**ページ抜粋:**
^^^^^^^^

豊洲署編と題されて始まった『小さな巨人』の後半。物語はまるで“籠池騒動”を彷彿とさせる。そんななか、警視庁刑事部捜査一課から豊洲署に異動した山田(岡田将生)が、聞き込み中に、情報提供者に謝礼の話を持ち出すシーンがあったが…。
「出ます。こういう情報を得て、こういう効果があったと報告書を提出して、署長に決済をもらいます。捜査費、という予算がちゃんと組まれています。その場で現金で払うことが多いのですが、だいたい5000円から1万円で、領収書をちゃんと書いてもらいます」(田野さん)
だからといって、全員に支払うわけではない。ガセネタもあるからだ。
「これは有効だというものだったり、何度も連絡をして迷惑をかけた場合、捜査協力費として支払います。今では自腹のことはほとんどありませんが、平成のはじめ辺りは捜査費がまだなかったので、自腹で払ったものです。私も居酒屋で接触して、7000円ほど自腹を切りました。何度も同じ家に行くときには3000円程度の菓子折りを持って行きますが、それも自腹でした」(田野さん)
◆キャリアとノンキャリアは仲が悪い?
ノンキャリアとキャリアの確執は、『踊る大捜査線』(フジテレビ系)の青島(織田裕二・49才)と室井(柳葉敏郎・56才)のようによく見る光景だが…。

^^^^^^^^

**提供資料:**
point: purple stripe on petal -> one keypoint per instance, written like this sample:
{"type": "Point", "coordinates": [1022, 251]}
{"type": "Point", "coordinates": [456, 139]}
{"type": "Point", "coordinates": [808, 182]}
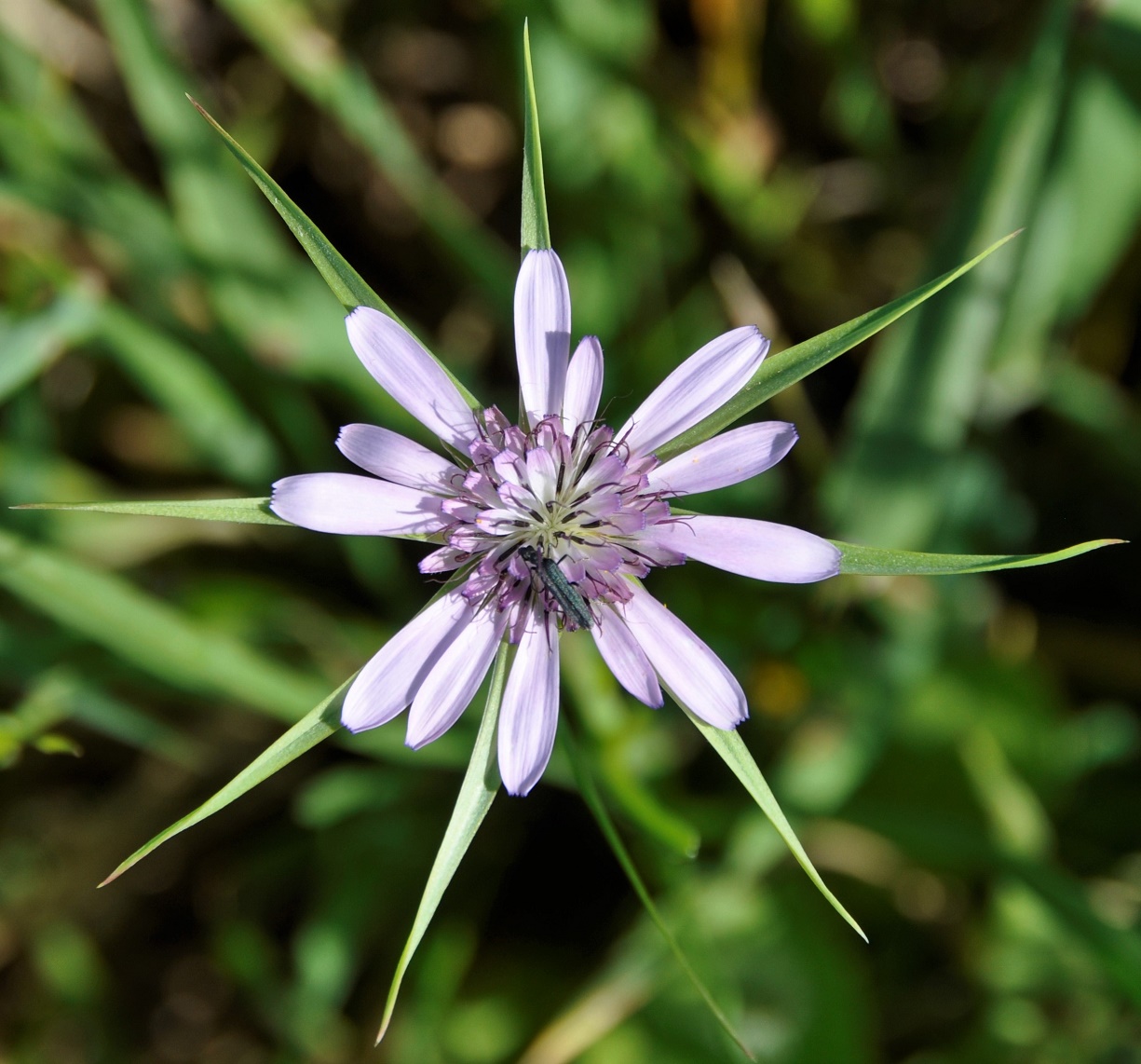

^^^^^^^^

**課題の概要 1:**
捜査協力費についての記事を二文で要約すること。
**課題の概要 2:**
捜査協力費についての記事で、田野さんが居酒屋で接触した際に自腹を切った額はいくらか。
**課題の概要 3:**
捜査協力費についての記事を、最後の文の後から書き継ぐこと。

**演習の解答 1:**
ドラマ『小さな巨人』で山田が情報提供者に謝礼の話を持ち出す場面に関して、田野さんは、報告書を出して署長の決済をもらい、捜査費の予算から、だいたい5000円から1万円を現金で払って領収書を書いてもらうと説明している。謝礼は有効な情報だった場合や何度も連絡して迷惑をかけた場合に捜査協力費として払うもので、捜査費がまだなかった平成のはじめ辺りは自腹だったという。

**演習の解答 2:**
7000円ほど。

**演習の解答 3:**
「キャリアとノンキャリアでは、採用自体が違います。キャリアは警察庁に採用される国家公務員。ノンキャリアは都道府県の警察官採用試験を受けた地方公務員です。本部や所轄に勤務します。キャリアが現場に来ることはありますが、仲は悪くありません。そもそも階級も役割も違うので、けんかになりようがないのです」(田野さん)
仲が悪いのは公安部と刑事部だ。田野さんが続ける。
「表立って衝突はしませんが、ドラマで描かれているとおりですね。例えば公安は刑事の情報を引き出すけど、一切情報をくれません。2004年に千葉の『いわし博物館』が大爆発した事件があったんですが、原因がわからなかったので、テロの可能性で公安と、爆弾を仕掛けたことに対応するのは捜査一課の特殊班の仕事なので、2本立てで捜査が始まりました。そうしたら公安はわれわれの情報をつまみ食いして、先に上に報告していました」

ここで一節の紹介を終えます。